Records provided -
┏━━

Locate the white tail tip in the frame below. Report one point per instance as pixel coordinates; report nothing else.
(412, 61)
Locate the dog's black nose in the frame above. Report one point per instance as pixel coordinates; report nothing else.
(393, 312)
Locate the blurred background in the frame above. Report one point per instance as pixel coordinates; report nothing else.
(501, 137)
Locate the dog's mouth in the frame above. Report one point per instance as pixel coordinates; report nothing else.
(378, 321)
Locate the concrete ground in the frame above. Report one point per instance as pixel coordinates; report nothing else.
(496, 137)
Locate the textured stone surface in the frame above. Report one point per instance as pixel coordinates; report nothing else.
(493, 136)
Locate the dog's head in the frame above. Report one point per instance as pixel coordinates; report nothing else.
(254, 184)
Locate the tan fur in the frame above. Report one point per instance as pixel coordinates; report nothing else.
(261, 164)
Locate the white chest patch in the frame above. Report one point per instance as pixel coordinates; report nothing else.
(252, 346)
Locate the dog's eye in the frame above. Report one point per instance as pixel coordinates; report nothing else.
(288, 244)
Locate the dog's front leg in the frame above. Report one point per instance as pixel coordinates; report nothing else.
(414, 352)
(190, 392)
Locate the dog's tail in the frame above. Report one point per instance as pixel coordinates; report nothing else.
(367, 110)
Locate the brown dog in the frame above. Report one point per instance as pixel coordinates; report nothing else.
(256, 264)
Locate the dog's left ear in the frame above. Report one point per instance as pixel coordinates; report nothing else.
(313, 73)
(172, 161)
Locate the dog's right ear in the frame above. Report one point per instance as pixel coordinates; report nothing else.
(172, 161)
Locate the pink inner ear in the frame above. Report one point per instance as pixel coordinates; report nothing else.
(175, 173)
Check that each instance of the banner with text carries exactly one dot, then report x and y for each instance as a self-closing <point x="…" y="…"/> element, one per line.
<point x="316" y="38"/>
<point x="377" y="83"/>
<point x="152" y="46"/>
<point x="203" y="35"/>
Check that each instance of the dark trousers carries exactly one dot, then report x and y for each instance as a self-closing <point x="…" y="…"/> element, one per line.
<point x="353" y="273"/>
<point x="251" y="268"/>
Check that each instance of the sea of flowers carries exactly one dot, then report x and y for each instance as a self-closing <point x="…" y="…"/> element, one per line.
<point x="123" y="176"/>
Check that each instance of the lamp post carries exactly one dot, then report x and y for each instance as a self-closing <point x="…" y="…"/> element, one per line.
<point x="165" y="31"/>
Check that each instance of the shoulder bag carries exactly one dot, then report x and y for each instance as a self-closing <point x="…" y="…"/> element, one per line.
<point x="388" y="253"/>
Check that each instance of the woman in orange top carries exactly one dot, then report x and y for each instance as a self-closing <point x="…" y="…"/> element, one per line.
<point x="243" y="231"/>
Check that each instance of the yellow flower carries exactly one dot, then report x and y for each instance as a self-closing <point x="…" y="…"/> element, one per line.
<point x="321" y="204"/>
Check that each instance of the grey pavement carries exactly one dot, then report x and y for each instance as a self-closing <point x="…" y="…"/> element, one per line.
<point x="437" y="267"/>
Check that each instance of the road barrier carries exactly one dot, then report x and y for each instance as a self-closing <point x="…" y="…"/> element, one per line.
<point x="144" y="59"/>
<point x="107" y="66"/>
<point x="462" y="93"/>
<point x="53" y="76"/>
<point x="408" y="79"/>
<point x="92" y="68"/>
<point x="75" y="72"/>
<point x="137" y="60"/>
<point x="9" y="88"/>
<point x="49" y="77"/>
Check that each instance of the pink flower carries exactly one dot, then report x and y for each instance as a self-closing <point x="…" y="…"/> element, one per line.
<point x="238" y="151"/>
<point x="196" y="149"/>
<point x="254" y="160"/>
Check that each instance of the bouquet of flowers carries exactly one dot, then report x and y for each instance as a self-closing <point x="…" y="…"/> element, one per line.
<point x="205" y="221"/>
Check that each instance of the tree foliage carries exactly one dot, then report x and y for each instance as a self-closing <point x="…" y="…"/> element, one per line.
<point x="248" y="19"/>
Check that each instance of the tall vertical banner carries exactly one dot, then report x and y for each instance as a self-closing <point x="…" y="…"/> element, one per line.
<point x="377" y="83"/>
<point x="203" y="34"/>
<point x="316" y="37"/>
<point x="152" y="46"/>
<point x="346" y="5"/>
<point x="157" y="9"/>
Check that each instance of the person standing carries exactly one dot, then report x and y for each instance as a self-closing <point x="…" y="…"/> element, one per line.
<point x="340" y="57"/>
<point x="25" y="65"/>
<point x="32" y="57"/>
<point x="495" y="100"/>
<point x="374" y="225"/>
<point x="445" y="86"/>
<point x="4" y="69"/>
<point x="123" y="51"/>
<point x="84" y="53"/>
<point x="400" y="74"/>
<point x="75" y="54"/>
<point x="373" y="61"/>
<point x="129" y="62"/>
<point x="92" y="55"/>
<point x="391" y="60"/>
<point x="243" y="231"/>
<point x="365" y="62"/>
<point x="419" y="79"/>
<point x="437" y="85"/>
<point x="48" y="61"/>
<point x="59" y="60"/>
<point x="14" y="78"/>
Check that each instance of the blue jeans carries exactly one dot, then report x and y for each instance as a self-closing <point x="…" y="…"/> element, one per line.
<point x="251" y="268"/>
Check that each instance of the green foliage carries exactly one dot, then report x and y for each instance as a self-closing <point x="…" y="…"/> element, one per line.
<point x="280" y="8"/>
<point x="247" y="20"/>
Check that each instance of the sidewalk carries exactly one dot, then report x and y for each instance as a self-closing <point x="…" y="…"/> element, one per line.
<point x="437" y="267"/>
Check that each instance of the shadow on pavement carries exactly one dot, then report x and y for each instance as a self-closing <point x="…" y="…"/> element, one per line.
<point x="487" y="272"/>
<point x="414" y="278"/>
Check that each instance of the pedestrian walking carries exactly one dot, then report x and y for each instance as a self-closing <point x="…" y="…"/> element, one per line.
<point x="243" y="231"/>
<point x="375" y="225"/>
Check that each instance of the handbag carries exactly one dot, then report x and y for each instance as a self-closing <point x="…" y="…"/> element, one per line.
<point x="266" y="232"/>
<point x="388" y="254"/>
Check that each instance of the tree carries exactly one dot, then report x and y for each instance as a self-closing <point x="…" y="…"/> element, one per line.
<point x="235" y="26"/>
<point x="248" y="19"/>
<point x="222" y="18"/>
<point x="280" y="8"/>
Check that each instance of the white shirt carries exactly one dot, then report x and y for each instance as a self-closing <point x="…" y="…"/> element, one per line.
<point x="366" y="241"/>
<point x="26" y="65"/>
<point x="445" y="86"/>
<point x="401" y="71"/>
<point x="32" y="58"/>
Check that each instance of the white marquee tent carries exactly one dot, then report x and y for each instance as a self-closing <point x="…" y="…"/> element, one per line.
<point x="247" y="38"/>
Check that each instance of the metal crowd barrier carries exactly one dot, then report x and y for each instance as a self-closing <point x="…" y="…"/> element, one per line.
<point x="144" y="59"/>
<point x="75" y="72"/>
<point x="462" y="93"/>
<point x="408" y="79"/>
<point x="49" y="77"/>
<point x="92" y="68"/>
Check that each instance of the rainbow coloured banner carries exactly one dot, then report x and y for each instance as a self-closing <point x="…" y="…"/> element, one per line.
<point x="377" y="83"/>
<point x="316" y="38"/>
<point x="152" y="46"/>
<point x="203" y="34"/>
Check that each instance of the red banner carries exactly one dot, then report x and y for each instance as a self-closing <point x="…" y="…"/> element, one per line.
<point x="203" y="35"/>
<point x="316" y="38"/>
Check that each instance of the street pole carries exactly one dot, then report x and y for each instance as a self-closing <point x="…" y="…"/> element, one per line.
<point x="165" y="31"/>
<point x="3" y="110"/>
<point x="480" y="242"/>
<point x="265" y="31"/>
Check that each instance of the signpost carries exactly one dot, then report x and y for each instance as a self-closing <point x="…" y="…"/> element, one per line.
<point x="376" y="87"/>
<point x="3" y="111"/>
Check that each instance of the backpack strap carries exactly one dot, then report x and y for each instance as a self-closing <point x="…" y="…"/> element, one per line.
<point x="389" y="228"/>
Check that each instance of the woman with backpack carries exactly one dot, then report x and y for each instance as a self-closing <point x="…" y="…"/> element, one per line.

┗━━

Problem requirements -
Repeat the line containing "Check that each instance of the white shirt" and all subsequent lines through the final line of the data, exactly and with no others.

Final answer -
Check that each instance of the white shirt carries exactly one dot, then report x and y for each instance as a self-closing <point x="…" y="…"/> element, one per line.
<point x="366" y="241"/>
<point x="26" y="65"/>
<point x="445" y="86"/>
<point x="401" y="71"/>
<point x="32" y="58"/>
Check that each instance of the white marquee tent carries exactly one dot, then report x and y for each instance as a self-closing <point x="…" y="…"/> element, one per line.
<point x="247" y="38"/>
Check that each instance of the metal crowd barrier carries exactly one dot, then report x and y for each instance as a self-closing <point x="…" y="…"/> element, one per line.
<point x="144" y="59"/>
<point x="75" y="72"/>
<point x="462" y="93"/>
<point x="408" y="79"/>
<point x="49" y="77"/>
<point x="92" y="68"/>
Check that each instance of the rainbow coloured banner carries exactly one dot, then report x and y for each instance as a self-closing <point x="…" y="…"/> element, one per line.
<point x="377" y="83"/>
<point x="316" y="38"/>
<point x="152" y="46"/>
<point x="203" y="34"/>
Check that each instance of the red banner carries exactly one dot, then report x and y for each instance as a self-closing <point x="…" y="…"/> element, one per line.
<point x="203" y="35"/>
<point x="316" y="38"/>
Check that each instance of the street pole carries exactly one dot, then report x and y for each instance as a self-closing <point x="…" y="…"/> element, one per line.
<point x="165" y="31"/>
<point x="3" y="110"/>
<point x="480" y="242"/>
<point x="265" y="31"/>
Check that each instance of the signpost carries exactly one dot, then report x and y for each instance as a self-closing <point x="…" y="…"/> element, one per line.
<point x="376" y="87"/>
<point x="3" y="111"/>
Check that each instance of the backpack strap carries exactly one dot, then report x and y for each instance as a self-closing <point x="…" y="…"/> element, one per line.
<point x="389" y="228"/>
Check that each instance of the woman with backpack carries exactly one dot, then report x and y for each instance as a self-closing <point x="…" y="…"/> element, one per line.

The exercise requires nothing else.